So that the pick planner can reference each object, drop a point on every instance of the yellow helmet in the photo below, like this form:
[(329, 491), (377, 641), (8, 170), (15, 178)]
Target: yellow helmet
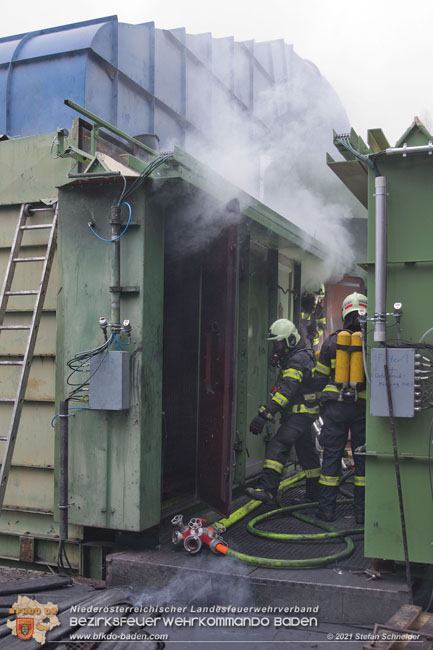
[(284, 330)]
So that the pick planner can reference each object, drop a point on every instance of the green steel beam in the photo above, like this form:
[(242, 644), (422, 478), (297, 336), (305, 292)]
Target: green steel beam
[(101, 122)]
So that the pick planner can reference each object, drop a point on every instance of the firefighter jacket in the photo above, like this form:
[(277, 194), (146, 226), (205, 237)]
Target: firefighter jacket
[(294, 390), (324, 374)]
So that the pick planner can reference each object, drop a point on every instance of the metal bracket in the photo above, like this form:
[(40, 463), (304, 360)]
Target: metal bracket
[(124, 289)]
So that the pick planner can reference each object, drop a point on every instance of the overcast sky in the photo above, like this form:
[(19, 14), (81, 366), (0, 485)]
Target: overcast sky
[(377, 54)]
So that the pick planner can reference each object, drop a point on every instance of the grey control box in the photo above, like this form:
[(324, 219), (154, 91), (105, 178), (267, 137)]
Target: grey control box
[(109, 381), (401, 368)]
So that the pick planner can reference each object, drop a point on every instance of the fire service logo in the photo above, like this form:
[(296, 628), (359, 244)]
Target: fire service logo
[(33, 619), (25, 628)]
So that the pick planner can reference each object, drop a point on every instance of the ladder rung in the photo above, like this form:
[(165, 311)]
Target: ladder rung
[(39, 226), (15, 327)]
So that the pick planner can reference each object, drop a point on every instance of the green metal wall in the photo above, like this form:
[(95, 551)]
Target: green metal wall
[(30, 174), (115, 456), (409, 280)]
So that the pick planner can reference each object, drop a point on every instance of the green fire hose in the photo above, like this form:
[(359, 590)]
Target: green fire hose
[(329, 533)]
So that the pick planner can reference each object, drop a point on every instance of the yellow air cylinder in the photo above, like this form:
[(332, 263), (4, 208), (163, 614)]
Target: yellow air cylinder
[(342, 358), (356, 362)]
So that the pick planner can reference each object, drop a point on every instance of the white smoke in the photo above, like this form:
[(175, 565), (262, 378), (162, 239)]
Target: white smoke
[(285, 161)]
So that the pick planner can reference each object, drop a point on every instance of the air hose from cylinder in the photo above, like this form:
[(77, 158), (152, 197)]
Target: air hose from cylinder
[(292, 510)]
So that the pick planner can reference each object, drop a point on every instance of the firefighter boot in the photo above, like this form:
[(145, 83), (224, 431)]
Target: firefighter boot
[(327, 499), (259, 494), (358, 503), (311, 492)]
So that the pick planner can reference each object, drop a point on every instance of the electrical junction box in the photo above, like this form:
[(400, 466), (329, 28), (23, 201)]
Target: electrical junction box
[(401, 366), (109, 381)]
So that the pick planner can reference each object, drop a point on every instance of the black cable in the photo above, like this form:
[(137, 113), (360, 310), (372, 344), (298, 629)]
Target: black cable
[(429, 461)]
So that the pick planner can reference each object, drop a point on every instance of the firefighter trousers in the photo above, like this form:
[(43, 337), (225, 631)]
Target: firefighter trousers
[(338, 419), (295, 429)]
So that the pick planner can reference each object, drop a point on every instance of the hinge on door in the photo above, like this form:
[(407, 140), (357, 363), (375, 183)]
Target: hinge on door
[(238, 444)]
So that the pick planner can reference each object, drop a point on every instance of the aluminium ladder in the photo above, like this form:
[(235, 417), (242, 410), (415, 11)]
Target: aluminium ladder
[(6, 291)]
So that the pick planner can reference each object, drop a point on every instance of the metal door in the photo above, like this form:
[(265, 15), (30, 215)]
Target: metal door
[(218, 350)]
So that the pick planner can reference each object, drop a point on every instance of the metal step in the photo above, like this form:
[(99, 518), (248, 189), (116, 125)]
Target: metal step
[(6, 292), (15, 327), (39, 226)]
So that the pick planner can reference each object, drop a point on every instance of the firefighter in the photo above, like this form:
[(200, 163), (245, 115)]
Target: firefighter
[(343, 408), (313, 319), (298, 406)]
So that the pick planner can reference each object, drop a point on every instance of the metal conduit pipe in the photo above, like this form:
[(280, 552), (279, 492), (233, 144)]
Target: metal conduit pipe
[(115, 268), (380, 262), (63, 471)]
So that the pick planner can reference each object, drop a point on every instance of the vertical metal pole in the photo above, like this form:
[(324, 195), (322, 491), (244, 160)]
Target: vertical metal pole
[(380, 262), (398, 479), (63, 472), (115, 268)]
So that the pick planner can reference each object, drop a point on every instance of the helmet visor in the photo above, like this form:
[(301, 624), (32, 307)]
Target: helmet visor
[(279, 347)]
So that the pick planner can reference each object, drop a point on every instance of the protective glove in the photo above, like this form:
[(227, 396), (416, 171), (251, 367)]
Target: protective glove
[(257, 424)]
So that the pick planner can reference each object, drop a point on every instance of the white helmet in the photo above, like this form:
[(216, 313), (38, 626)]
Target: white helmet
[(353, 302), (284, 330)]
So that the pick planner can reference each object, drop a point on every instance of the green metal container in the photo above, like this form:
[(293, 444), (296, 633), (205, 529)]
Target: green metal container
[(408, 280), (204, 269)]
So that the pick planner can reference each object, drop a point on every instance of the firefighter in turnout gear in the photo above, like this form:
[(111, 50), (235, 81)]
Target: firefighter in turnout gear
[(294, 400), (313, 319), (340, 376)]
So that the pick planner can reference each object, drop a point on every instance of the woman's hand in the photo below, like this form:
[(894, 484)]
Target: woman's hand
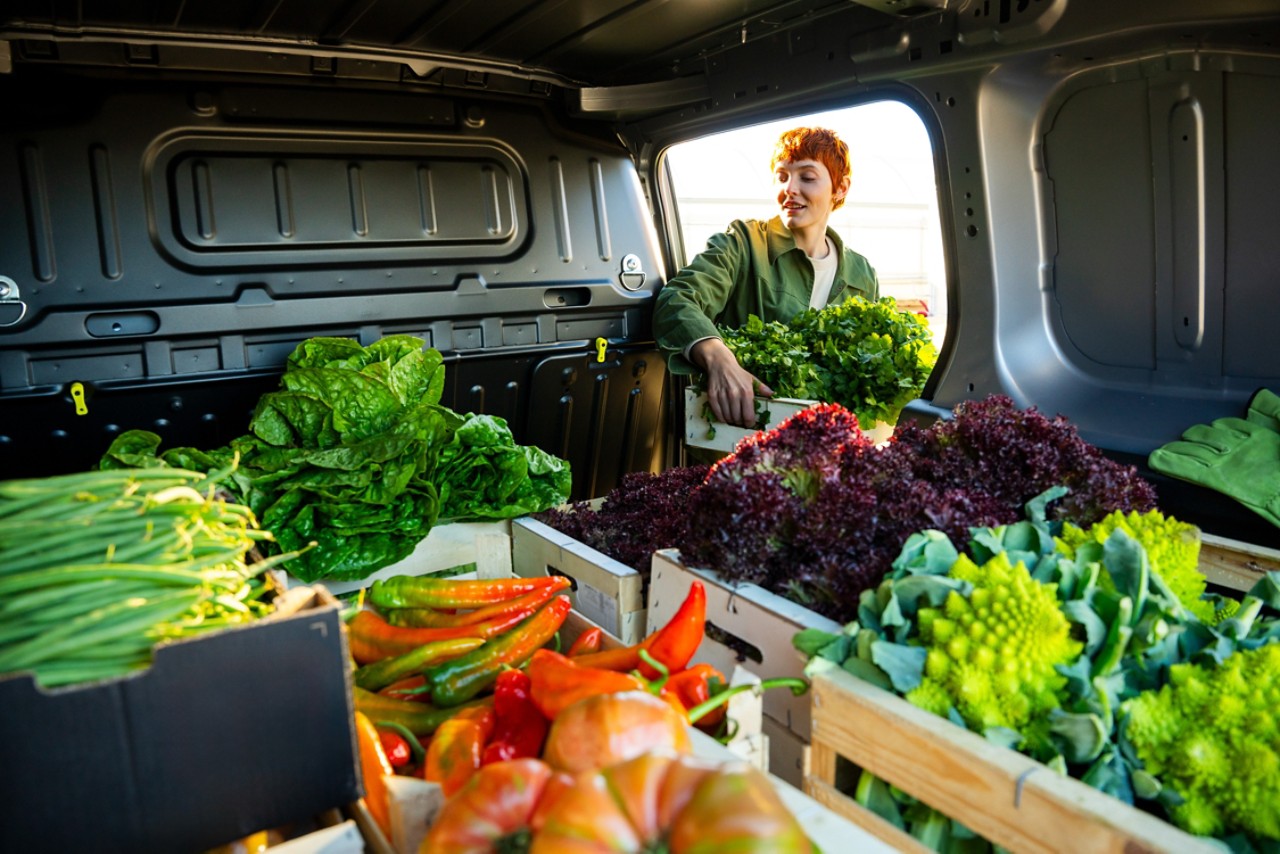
[(730, 389)]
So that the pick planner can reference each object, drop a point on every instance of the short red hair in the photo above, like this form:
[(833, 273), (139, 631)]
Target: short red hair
[(816, 144)]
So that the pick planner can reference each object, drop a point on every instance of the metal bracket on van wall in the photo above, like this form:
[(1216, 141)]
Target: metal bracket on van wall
[(632, 277), (12, 307)]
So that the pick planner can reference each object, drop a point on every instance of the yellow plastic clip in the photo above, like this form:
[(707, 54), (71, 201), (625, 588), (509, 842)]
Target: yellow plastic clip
[(78, 398)]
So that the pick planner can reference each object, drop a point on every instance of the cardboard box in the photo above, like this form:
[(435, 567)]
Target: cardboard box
[(225, 734)]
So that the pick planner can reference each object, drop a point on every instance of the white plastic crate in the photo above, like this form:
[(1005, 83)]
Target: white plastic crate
[(607, 592), (766, 622), (485, 544)]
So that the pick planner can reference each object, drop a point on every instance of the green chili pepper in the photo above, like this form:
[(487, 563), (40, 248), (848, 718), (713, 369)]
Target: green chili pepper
[(419, 718), (429, 592), (382, 674), (462, 679)]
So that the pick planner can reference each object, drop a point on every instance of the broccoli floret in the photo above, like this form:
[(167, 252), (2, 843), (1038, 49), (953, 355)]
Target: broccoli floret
[(1171, 546), (992, 653), (1212, 736)]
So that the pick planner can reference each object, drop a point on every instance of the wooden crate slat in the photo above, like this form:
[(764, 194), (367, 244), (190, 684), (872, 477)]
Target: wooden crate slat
[(842, 805), (608, 592), (1235, 565), (1002, 795)]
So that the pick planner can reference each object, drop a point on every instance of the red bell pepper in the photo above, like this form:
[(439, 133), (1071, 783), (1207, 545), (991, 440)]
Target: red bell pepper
[(396, 747), (520, 727), (694, 686), (588, 642), (557, 681)]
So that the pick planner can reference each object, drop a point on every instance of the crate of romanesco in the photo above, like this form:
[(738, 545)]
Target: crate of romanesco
[(869, 356), (160, 689), (1055, 689)]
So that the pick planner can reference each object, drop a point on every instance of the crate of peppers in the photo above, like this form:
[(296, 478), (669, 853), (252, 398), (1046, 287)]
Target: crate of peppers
[(464, 684)]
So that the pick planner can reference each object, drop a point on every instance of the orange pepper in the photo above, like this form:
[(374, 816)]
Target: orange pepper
[(588, 642), (557, 681), (457, 748), (373, 638), (672, 645), (442, 619), (374, 767), (693, 686)]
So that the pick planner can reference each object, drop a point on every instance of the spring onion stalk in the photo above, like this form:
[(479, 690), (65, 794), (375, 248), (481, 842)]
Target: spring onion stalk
[(97, 567)]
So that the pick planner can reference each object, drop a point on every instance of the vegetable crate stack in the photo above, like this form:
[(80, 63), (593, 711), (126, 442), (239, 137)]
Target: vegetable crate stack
[(960, 704), (604, 590), (160, 693), (471, 672), (750, 625)]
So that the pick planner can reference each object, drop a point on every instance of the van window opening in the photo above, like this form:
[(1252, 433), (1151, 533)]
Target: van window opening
[(890, 215)]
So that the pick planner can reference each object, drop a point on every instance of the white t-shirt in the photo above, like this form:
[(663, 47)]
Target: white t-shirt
[(823, 275)]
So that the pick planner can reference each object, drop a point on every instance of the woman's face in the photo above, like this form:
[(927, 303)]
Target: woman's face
[(805, 193)]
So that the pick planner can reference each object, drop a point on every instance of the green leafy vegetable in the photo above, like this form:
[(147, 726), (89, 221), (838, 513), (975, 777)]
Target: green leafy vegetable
[(865, 355), (355, 453)]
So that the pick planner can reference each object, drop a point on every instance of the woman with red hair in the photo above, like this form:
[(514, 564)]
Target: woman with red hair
[(773, 269)]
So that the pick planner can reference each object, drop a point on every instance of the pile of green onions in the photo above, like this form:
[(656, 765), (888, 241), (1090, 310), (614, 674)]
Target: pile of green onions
[(97, 567)]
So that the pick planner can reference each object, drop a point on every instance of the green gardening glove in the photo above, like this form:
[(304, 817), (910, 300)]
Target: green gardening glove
[(1234, 456), (1265, 409)]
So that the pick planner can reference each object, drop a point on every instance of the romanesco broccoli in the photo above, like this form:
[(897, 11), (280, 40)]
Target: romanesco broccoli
[(992, 653), (1171, 546), (1212, 735)]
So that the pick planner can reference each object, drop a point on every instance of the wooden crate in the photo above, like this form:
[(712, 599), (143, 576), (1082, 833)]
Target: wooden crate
[(1235, 565), (1000, 794), (750, 740), (830, 831), (766, 622), (607, 592), (487, 546)]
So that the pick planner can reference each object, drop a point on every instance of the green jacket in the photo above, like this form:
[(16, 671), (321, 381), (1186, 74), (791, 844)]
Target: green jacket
[(753, 266)]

┄┄┄┄┄┄┄┄┄┄

- **The task**:
Write out the data again, starting with the line with "the green chili" and going on through the line with "[(419, 718), (429, 592), (382, 674), (462, 679)]". Swap "green chili pepper" for "jalapeño pepper" and keep everything else the same.

- **Exercise response**:
So that the pick planner can reference each object, drop a point on every instance of the jalapeño pepper in the photo above, like this form:
[(487, 563), (40, 248), (848, 718), (713, 369)]
Target: jalapeño pepper
[(419, 718), (429, 592), (382, 674), (462, 679)]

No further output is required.